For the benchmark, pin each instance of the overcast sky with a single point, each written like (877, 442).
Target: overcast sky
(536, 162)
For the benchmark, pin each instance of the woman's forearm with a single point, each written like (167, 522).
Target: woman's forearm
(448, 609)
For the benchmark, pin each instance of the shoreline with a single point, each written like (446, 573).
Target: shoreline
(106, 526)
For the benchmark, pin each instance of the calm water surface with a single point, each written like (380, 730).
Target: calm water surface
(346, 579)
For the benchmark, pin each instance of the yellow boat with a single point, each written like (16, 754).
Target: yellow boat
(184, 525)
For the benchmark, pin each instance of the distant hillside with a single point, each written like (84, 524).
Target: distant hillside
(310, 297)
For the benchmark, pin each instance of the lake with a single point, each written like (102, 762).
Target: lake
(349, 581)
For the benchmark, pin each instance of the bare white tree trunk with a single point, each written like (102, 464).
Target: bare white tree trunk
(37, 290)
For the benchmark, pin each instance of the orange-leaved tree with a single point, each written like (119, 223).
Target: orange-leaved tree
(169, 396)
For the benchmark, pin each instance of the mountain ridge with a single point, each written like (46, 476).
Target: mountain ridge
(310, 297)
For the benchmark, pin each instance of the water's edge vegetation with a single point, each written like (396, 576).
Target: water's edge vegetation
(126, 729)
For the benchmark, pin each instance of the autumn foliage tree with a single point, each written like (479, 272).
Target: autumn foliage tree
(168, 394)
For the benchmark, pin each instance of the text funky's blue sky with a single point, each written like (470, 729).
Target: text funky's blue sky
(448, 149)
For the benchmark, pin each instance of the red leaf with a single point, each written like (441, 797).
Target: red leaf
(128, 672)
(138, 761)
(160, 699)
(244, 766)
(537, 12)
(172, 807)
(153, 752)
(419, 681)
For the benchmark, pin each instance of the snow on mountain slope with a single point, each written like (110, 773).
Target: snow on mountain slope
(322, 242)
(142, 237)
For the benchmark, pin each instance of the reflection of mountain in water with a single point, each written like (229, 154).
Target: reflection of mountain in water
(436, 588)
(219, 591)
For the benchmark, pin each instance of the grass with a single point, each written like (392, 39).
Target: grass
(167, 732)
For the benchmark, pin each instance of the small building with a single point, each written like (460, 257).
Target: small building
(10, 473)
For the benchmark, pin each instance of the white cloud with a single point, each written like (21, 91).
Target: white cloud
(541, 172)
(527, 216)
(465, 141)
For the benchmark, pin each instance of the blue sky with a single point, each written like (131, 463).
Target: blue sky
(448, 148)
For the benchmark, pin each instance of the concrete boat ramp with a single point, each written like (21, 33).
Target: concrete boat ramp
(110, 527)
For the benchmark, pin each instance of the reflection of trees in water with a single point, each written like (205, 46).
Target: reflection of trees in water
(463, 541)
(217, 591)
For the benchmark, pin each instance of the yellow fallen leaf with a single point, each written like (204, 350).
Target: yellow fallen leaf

-.-.-

YOUR GOAL> Exactly reproduce the lines that run from the line with "For the benchmark, pin each instance of the white" through the last line of the records, inclusive.

OUTPUT OF THE EXERCISE>
For the benchmark, pin each instance of the white cloud with a single point, each written like (21, 91).
Target: white cloud
(541, 172)
(527, 216)
(465, 141)
For the benchmark, pin each instance of the blue sky with a single point, each written like (131, 463).
Target: blue sky
(448, 148)
For the benchmark, pin each instance of the concrete boat ramp with a single point, each written like (21, 33).
Target: concrete boat ramp
(110, 527)
For the benchmark, pin each instance of the reflection of trees in water with a single point, each written like (205, 46).
Target: reflection of trees in water
(463, 541)
(217, 591)
For the benchmark, pin each instance of the yellow fallen leaf with a single point, each written like (204, 350).
Target: yellow fallen leaf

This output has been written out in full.